WHAT THIS TASK INVOLVES -> Nothing should be left out: write out the whole listing exactly.

EXTRACTED DATA ->

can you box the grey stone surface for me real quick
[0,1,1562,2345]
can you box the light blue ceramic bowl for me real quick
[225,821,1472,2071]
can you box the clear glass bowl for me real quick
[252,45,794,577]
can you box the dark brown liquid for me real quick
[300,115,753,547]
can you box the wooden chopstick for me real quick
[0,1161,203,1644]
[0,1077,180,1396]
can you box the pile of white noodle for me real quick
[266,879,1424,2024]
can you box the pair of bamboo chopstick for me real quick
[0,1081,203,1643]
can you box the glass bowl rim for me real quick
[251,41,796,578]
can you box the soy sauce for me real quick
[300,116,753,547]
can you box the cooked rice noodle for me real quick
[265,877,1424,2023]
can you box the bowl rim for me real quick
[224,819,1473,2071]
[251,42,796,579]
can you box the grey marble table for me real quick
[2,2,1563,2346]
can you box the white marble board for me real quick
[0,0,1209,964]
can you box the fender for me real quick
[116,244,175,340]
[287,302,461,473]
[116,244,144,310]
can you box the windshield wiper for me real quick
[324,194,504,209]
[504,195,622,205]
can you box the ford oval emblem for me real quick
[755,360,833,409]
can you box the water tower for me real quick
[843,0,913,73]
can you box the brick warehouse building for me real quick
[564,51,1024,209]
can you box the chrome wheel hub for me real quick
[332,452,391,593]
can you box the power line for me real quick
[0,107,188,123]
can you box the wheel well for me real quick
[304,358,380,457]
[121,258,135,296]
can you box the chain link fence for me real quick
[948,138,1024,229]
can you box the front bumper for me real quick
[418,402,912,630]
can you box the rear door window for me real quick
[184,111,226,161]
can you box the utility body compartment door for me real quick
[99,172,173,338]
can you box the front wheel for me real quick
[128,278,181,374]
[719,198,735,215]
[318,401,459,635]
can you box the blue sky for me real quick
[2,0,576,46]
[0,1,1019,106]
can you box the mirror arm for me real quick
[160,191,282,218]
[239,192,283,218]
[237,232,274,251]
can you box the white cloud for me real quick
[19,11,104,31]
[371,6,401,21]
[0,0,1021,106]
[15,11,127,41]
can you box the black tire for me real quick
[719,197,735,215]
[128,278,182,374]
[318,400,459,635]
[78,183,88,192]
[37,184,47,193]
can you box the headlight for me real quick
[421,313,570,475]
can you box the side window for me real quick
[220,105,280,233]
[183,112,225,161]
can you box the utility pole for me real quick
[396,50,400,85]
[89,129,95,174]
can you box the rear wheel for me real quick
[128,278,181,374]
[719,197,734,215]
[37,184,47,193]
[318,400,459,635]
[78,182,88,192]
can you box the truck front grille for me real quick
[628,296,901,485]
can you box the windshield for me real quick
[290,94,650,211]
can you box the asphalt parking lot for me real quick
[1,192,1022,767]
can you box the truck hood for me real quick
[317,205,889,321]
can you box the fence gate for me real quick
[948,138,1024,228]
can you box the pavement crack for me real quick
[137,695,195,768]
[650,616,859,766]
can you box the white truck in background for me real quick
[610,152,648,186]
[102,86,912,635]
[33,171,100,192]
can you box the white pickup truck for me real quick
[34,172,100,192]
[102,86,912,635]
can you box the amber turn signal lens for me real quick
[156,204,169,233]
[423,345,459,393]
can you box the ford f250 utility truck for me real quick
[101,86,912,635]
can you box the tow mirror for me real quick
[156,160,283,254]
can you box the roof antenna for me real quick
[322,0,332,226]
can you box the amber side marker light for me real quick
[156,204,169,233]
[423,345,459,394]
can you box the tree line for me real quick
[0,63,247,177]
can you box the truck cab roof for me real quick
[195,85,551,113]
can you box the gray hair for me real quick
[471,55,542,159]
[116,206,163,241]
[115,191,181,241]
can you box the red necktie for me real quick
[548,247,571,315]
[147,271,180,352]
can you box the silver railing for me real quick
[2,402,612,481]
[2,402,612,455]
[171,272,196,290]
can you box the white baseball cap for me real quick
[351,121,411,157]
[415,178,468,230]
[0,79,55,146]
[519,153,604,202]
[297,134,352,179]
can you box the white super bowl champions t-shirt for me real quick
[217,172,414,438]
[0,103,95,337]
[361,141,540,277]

REPLY ->
can you box the grey stone surface for me real quick
[0,1,1562,2345]
can you box the light blue ceramic bowl for me real quick
[225,821,1472,2071]
can you box the clear glass bowl for me real quick
[252,45,794,577]
can you box the dark brown liquid for me real quick
[300,115,753,547]
can you box the wooden chopstick for me real quick
[0,1161,203,1644]
[0,1077,180,1396]
can you box the pile of white noodle for me real quick
[266,879,1424,2024]
can you box the pair of bamboo chopstick for me real quick
[0,1081,203,1643]
can you box the glass bowl rim for me real quick
[251,41,796,578]
can you box the soy sauce for me real quick
[300,116,753,547]
can you box the cooked rice noodle for me real quick
[265,877,1424,2023]
can you box the bowl rim for me real quick
[224,819,1473,2071]
[251,42,796,579]
can you box the grey marble table for me real quick
[2,2,1563,2346]
can you box the white marble board for me real quick
[0,0,1209,964]
can you box the fender for me real quick
[116,244,175,340]
[287,302,461,473]
[116,244,144,310]
can you box the windshield wiper for me real quick
[324,194,504,209]
[504,195,622,205]
can you box the ford oval emblem for me real quick
[755,360,833,409]
can you box the water tower for me real quick
[843,0,913,73]
can you box the brick warehouse building for me real quick
[564,51,1024,209]
can you box the chrome wheel hub for me real quick
[332,452,391,593]
can you box the power line for me real quick
[0,107,188,123]
can you box the wheel well for me real quick
[304,358,380,457]
[121,258,135,296]
can you box the chain link fence for me real quick
[948,138,1024,229]
can you box the front bumper for me real quick
[418,402,912,630]
can you box the rear door window for me real quick
[184,111,226,161]
can you box the utility body compartment door for me real quick
[99,172,173,338]
can you box the front wheel for me real quick
[128,278,181,374]
[719,198,735,215]
[318,401,459,635]
can you box the blue sky for me real quick
[2,0,576,46]
[0,1,1019,106]
can you box the mirror arm for me real quick
[160,191,282,218]
[239,192,283,218]
[237,232,274,251]
can you box the white cloud for me real quick
[19,11,104,31]
[371,6,401,21]
[0,0,1021,106]
[15,11,127,41]
can you box the black tire for me real quick
[719,197,735,215]
[128,278,182,374]
[318,400,459,635]
[78,183,88,192]
[37,184,47,193]
can you box the headlight for me real quick
[421,313,570,475]
can you box the side window for me real quick
[220,105,280,233]
[183,112,225,161]
can you box the utility pole for me real quick
[396,50,400,85]
[89,129,95,174]
can you box the rear wheel for me real quick
[128,278,181,374]
[719,197,734,215]
[37,184,47,193]
[318,400,459,635]
[78,182,88,192]
can you box the truck front grille for me real quick
[628,296,901,485]
can you box the windshield for me real quick
[290,94,650,211]
can you box the asphalt parking lot for me real quick
[1,192,1022,767]
can you box the truck hood for me real quick
[317,205,889,321]
can you box the fence gate for me real quick
[948,138,1024,228]
can you box the pavement crack for me real quick
[137,695,195,768]
[650,616,859,766]
can you box the white truck in background for me real quick
[610,152,648,186]
[102,86,912,635]
[33,171,100,192]
can you box the white pickup truck for me real quick
[34,172,100,192]
[102,86,912,635]
can you box the amber turn signal lens for me real quick
[156,204,169,233]
[423,345,459,393]
can you box the ford f250 utility truck for me real quick
[101,86,912,635]
can you box the tow mirror for me real quick
[156,160,283,254]
can you box the roof antenna for me real quick
[322,0,332,226]
can you box the amber side marker light for me real quick
[156,204,169,233]
[423,345,459,394]
can you box the tree line for me real quick
[0,63,247,177]
can you box the truck cab roof for me real quick
[195,85,551,113]
can you box the gray hair for me real quick
[471,55,542,159]
[116,206,163,241]
[115,191,181,241]
can you box the red necktie for me real quick
[548,247,571,315]
[147,271,180,352]
can you box the silver railing for me real quick
[2,402,612,481]
[2,402,612,455]
[171,272,196,290]
can you box the white baseball cap for me real quick
[351,121,411,157]
[415,178,468,230]
[0,79,55,146]
[519,153,604,202]
[297,134,352,179]
can you box the white super bowl champions t-shirt for me real quick
[217,172,414,438]
[0,103,95,337]
[361,141,540,277]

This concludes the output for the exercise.